→ Problem details
Write out the essay on Kesey's ward word for word, starting at "The ward is" and ending at "spread it. (38).".

The ward is a factory for the Combine. It's for fixing up mistakes made in the neighborhoods and in the schools and in the churches, the hospital is. When a completed product goes back out into society, all fixed up good as new…something that came in all twisted different is now functioning, adjusted component, a credit to the whole outfit and a marvel to behold. Watch him sliding across the land with a welded grin, fitting into some nice little neighborhood…And the light is on in his basement window way past midnight every night as the Delayed Reaction Elements the technicians installed lend nimble skills to his fingers as he bends over the doped figure of his wife, his two little girls just four and six, the neighbor he goes bowling with Mondays; he adjusts them like he was adjusted. This is the way they spread it. (38).

In other words, a society conceived upon industrial and capitalistic lines is naturally going to require some kind of industrial repair policy for practice on the human products of society. The Chief is afflicted to a certain degree by machinery: within the ward, Ratched "is able to set the wall clock at whatever speed she wants" (73) implying a control over time itself (which may merely represent a way of talking about the kind of boredom entailed in this sort of ward, at least before McMurphy arrives). But the Chief also will talk about "a big machine room down in the bowels of a dam where people get cut up by robot workers" (87). And overall he defines the hospital itself as "like the inside of a tremendous dam. Huge brass tubes disappear upward in the dark. Wires run to transformers out of sight. Grease and cinders catch on everything, staining the couplings and motors and dynamos red and coal black" (83-4).

These final details in the Chief's delusion reveal that Kesey has something very specific in mind -- what psychiatry refers to as the "influencing machine" delusion. Neyraut-Sutterman relates the first clinical description by the Freudian doctor Viktor Tausk in the 1920s:

Viktor Tausk completed his medical studies in 1919 and went on to work as a psychiatrist with an interest in the psychoses. After three consultations with Tausk, a Miss Natalija A. consented to describe for him the influencing machine which she felt was being operated in an obscure fashion by a rejected suitor of hers who had previously sought to influence her, to make her agree to marry him. Though in Tausk's view this case was unique, the machine described was analogous, if atypically, to a number of such machines alluded to but not interpreted in the psychiatric manuals. In "On the Origin of the 'Influencing Machine' in Schizophrenia," Tausk developed several psychoanalytical hypotheses. Influencing machines were of a "mystical nature," described by patients at once in would-be technical terms and allusively with respect to their persecutory effects, namely images, thoughts, feelings, motor phenomena, sensations, and various bodily manifestations. (Neyraut-Sutterman)

→ Source material

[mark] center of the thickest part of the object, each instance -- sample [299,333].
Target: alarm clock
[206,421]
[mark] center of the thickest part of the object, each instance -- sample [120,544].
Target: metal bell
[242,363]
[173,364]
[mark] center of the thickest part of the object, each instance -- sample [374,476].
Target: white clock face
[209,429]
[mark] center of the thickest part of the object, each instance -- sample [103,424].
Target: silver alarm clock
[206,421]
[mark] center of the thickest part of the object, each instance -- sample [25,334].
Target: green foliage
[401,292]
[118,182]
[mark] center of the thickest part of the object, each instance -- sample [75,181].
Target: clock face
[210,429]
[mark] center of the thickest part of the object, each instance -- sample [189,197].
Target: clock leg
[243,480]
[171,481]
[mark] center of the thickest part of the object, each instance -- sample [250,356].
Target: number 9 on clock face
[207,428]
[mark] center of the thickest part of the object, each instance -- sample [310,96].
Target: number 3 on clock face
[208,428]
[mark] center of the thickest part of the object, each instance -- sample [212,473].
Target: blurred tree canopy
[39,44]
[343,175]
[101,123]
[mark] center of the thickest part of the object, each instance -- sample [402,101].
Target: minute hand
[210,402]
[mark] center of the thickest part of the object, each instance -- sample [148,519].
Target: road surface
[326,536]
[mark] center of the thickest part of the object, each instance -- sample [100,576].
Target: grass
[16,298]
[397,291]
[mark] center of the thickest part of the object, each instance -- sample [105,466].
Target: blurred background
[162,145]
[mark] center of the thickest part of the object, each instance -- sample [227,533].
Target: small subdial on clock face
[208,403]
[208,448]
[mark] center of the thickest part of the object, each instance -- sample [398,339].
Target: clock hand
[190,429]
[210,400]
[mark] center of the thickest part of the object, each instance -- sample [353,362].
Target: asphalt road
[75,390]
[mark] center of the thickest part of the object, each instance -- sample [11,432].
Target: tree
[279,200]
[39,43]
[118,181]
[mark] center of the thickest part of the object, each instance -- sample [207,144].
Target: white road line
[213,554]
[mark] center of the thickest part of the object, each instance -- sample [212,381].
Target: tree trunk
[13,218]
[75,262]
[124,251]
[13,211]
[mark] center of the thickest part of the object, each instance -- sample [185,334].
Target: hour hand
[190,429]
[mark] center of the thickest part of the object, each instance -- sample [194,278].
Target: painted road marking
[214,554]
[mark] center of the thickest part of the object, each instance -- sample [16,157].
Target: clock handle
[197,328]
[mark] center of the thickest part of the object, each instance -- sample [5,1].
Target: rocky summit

→ Completed exercise
The ward is a factory for the Combine. It's for fixing up mistakes made in the neighborhoods and in the schools and in the churches, the hospital is. When a completed product goes back out into society, all fixed up good as new…something that came in all twisted different is now functioning, adjusted component, a credit to the whole outfit and a marvel to behold. Watch him sliding across the land with a welded grin, fitting into some nice little neighborhood…And the light is on in his basement window way past midnight every night as the Delayed Reaction Elements the technicians installed lend nimble skills to his fingers as he bends over the doped figure of his wife, his two little girls just four and six, the neighbor he goes bowling with Mondays; he adjusts them like he was adjusted. This is the way they spread it. (38).